**Extracted material:**
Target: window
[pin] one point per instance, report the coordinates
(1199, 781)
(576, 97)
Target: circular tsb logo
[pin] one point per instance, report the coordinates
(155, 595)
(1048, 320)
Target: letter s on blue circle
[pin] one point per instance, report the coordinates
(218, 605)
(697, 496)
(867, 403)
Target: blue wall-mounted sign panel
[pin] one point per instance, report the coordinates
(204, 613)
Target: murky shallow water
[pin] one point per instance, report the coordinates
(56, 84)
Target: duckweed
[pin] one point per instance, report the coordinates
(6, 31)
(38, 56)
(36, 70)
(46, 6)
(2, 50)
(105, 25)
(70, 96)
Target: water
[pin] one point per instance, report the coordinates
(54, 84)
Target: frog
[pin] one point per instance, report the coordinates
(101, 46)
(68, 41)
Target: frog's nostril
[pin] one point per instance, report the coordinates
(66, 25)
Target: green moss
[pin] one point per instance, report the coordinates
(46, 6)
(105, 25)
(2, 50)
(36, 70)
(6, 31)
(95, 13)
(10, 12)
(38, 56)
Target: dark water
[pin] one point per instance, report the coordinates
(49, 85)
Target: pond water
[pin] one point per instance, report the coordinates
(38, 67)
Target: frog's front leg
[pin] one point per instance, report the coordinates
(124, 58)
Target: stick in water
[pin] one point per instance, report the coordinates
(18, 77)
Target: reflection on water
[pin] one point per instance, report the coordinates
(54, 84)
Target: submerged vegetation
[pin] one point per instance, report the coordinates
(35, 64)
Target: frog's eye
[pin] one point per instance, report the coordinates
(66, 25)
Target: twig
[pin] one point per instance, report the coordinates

**The problem:**
The entries are to be repeated exactly, with nothing altered.

**Solution to the problem:**
Target: window
[pin] one point per instance, report the coordinates
(1199, 781)
(576, 97)
Target: circular tsb logo
[pin] one point per instance, report the coordinates
(155, 595)
(1048, 320)
Target: letter s on blue circle
[pin] one point per instance, report the coordinates
(218, 605)
(697, 496)
(867, 403)
Target: blue wall-mounted sign panel
[pin] one point per instance, report the coordinates
(204, 613)
Target: murky shallow water
[pin] one point per instance, report the coordinates
(56, 84)
Target: duckweed
[pin] one point per instance, report the coordinates
(6, 31)
(38, 56)
(36, 70)
(46, 6)
(2, 50)
(105, 25)
(70, 96)
Target: water
[pin] one point per instance, report the coordinates
(54, 84)
Target: frog
[pin] one point per instance, report the coordinates
(101, 46)
(68, 41)
Target: frog's nostril
[pin] one point per instance, report the coordinates
(66, 25)
Target: green moss
[pin] one point per instance, report the coordinates
(46, 6)
(105, 25)
(2, 50)
(36, 70)
(6, 31)
(95, 13)
(10, 12)
(38, 56)
Target: dark water
[pin] one point per instance, report the coordinates
(49, 85)
Target: pond water
[pin] one point per instance, report the coordinates
(38, 67)
Target: frog's front leg
[pin] one point per instance, report the coordinates
(124, 58)
Target: stick in water
[pin] one point per instance, report the coordinates
(18, 77)
Target: reflection on water
[pin] one point per instance, report the coordinates
(54, 84)
Target: submerged vegetation
[pin] one point per instance, report the coordinates
(35, 64)
Target: frog's eye
[pin] one point per instance, report the coordinates
(66, 25)
Target: twig
[pin] one point per instance, report the coordinates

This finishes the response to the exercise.